**INFORMATION PROVIDED**
┄┄┄┄┄┄┄┄┄┄
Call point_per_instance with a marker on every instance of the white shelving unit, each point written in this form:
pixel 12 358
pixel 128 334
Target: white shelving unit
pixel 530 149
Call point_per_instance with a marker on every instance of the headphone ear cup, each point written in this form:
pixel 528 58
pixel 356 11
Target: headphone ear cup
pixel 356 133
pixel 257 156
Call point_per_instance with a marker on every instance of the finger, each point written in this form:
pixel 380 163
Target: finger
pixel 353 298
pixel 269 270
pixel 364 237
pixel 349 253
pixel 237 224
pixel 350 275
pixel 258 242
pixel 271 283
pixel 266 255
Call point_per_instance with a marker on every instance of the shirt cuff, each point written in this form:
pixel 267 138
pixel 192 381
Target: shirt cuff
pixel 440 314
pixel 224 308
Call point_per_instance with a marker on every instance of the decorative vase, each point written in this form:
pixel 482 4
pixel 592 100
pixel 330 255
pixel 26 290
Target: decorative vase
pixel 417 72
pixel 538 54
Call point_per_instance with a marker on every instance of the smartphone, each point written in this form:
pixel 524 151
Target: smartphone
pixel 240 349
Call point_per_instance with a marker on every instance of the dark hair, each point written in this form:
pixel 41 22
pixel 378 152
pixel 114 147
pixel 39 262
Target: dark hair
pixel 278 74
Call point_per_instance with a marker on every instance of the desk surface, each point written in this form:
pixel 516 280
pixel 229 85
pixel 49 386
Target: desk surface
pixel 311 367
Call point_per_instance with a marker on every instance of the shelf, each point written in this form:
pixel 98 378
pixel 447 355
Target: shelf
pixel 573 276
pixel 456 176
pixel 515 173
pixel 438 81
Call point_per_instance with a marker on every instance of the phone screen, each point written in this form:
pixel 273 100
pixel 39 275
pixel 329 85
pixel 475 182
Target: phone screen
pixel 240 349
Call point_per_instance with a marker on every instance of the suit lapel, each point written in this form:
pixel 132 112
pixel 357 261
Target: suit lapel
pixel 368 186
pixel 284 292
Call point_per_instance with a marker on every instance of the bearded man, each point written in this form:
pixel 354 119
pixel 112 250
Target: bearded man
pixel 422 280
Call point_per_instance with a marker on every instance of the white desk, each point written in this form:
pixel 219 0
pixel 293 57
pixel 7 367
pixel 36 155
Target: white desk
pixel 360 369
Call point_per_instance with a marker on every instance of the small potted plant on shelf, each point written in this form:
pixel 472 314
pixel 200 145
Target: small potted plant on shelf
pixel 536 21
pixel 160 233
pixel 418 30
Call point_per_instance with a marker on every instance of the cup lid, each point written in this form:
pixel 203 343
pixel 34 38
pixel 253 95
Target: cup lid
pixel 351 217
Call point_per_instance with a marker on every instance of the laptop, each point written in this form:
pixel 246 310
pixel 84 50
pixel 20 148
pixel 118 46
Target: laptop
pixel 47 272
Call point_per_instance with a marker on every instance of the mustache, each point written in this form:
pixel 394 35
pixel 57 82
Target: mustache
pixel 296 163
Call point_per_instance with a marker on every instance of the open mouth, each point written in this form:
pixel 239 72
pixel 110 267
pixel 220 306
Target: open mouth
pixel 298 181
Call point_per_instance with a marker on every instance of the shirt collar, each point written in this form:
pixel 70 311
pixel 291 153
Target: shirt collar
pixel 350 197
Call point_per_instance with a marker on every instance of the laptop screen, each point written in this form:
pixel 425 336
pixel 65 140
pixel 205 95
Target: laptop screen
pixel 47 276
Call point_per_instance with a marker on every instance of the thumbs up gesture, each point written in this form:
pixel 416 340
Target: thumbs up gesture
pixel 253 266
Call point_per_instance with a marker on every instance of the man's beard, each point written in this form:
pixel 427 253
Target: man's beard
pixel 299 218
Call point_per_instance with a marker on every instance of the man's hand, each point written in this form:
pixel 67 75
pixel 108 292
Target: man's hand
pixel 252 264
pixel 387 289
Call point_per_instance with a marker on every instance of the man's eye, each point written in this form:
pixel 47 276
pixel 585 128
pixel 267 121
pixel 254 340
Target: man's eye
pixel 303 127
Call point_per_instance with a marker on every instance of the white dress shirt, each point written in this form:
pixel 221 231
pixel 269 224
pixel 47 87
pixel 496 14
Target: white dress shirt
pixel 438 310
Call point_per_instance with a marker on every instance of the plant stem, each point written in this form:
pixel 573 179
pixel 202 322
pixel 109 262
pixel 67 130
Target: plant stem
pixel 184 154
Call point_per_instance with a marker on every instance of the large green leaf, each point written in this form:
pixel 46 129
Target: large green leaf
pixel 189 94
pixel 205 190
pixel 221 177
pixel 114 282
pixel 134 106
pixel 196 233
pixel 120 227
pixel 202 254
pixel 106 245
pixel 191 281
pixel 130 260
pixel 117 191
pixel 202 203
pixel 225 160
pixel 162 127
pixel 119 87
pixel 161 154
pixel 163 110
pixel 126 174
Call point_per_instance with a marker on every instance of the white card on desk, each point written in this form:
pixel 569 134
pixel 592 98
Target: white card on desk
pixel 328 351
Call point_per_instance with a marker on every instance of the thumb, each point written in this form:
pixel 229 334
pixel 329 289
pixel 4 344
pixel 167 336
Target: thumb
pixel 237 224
┄┄┄┄┄┄┄┄┄┄
Reproduce all of the material above word for word, from its first line through its last, with nothing added or left out.

Call point_per_instance with a marker on every instance of the white shelving unit, each point written in this form:
pixel 12 358
pixel 128 334
Target: white shelving unit
pixel 530 149
Call point_per_instance with a marker on every instance of the headphone ear cup, each point written in this form:
pixel 528 58
pixel 356 11
Target: headphone ear cup
pixel 356 133
pixel 257 156
Call point_per_instance with a marker on every instance of the finger, each point written in this form:
pixel 380 163
Target: finger
pixel 353 298
pixel 269 270
pixel 364 237
pixel 349 253
pixel 237 224
pixel 350 275
pixel 258 242
pixel 271 283
pixel 266 255
Call point_per_instance with a marker on every instance of the shirt cuff, each point written in this form:
pixel 267 138
pixel 192 381
Target: shirt cuff
pixel 440 314
pixel 224 308
Call point_per_instance with a marker on every instance of the decorative vase, each point written in this form:
pixel 482 4
pixel 592 100
pixel 330 255
pixel 26 290
Target: decorative vase
pixel 417 72
pixel 538 54
Call point_per_instance with a marker on every instance of the smartphone, each point written in this form:
pixel 524 151
Target: smartphone
pixel 240 349
Call point_per_instance with a marker on every instance of the dark hair, each point written in this form:
pixel 41 22
pixel 378 152
pixel 114 147
pixel 39 262
Target: dark hair
pixel 278 74
Call point_per_instance with a marker on every instance of the desk surface, each point written in this form:
pixel 516 280
pixel 229 85
pixel 49 386
Target: desk surface
pixel 311 367
Call point_per_instance with a marker on every instance of the shelf, each point written in this form:
pixel 98 378
pixel 447 355
Target: shelf
pixel 573 276
pixel 456 176
pixel 515 173
pixel 438 81
Call point_per_instance with a marker on every instance of the phone screen, each point written in this form:
pixel 273 100
pixel 39 275
pixel 329 85
pixel 475 182
Target: phone screen
pixel 240 349
Call point_per_instance with a marker on every instance of the suit lapel, each point written in this form:
pixel 132 112
pixel 357 261
Target: suit lapel
pixel 368 186
pixel 284 292
Call point_per_instance with a marker on every instance of the bearded man, each point written in this form:
pixel 354 119
pixel 112 250
Target: bearded man
pixel 422 280
Call point_per_instance with a marker on every instance of the white desk, each point written in this form:
pixel 219 0
pixel 293 57
pixel 7 367
pixel 36 155
Target: white desk
pixel 360 369
Call point_per_instance with a marker on every instance of the small potted plant on shelf, each point written in this form:
pixel 472 314
pixel 200 145
Target: small potted plant on shelf
pixel 536 21
pixel 160 233
pixel 418 30
Call point_per_instance with a marker on every instance of the cup lid, each point written in this form:
pixel 203 343
pixel 34 38
pixel 253 95
Target: cup lid
pixel 351 217
Call point_per_instance with a marker on every instance of the laptop, each point written in this form:
pixel 246 310
pixel 84 50
pixel 20 148
pixel 118 46
Target: laptop
pixel 47 272
Call point_per_instance with a marker on every instance of the mustache, each point written in this form:
pixel 394 35
pixel 57 82
Target: mustache
pixel 296 163
Call point_per_instance with a marker on every instance of the open mouth, each point written in this form:
pixel 239 72
pixel 110 267
pixel 220 306
Target: open mouth
pixel 298 181
Call point_per_instance with a marker on every instance of the shirt collar, each point written in this form:
pixel 70 311
pixel 291 153
Target: shirt collar
pixel 350 197
Call point_per_instance with a marker on every instance of the laptop screen, each point written in this form:
pixel 425 336
pixel 65 140
pixel 205 95
Target: laptop screen
pixel 47 276
Call point_per_instance with a marker on every instance of the thumbs up gesture, each point written in this form:
pixel 416 340
Target: thumbs up gesture
pixel 253 266
Call point_per_instance with a marker on every instance of the man's beard, each point written in this form:
pixel 427 253
Target: man's beard
pixel 299 218
Call point_per_instance with a marker on every instance of the man's hand, each point written in this form:
pixel 67 75
pixel 108 292
Target: man's hand
pixel 252 264
pixel 387 289
Call point_per_instance with a marker on every instance of the man's eye, each point written in this form:
pixel 47 276
pixel 585 128
pixel 267 121
pixel 254 340
Target: man's eye
pixel 303 127
Call point_per_instance with a marker on every instance of the white dress shirt, each point written in this form:
pixel 221 231
pixel 269 224
pixel 47 87
pixel 496 14
Target: white dress shirt
pixel 438 310
Call point_per_instance with a marker on every instance of the plant stem, each point written in this form:
pixel 573 179
pixel 202 322
pixel 109 262
pixel 67 130
Target: plant stem
pixel 184 154
Call point_per_instance with a marker on every instance of the large green leaf, each point written in this form:
pixel 46 129
Target: large green leaf
pixel 189 94
pixel 205 190
pixel 221 177
pixel 114 282
pixel 134 106
pixel 196 233
pixel 120 227
pixel 202 254
pixel 106 245
pixel 191 281
pixel 130 260
pixel 117 191
pixel 202 203
pixel 225 160
pixel 162 127
pixel 119 87
pixel 161 154
pixel 163 110
pixel 126 174
Call point_per_instance with a marker on every instance of the white card on desk, each point written in this form:
pixel 569 134
pixel 592 98
Target: white card on desk
pixel 328 351
Call point_per_instance with a marker on every instance of the thumb, each point written in this form:
pixel 229 334
pixel 329 289
pixel 4 344
pixel 167 336
Target: thumb
pixel 237 224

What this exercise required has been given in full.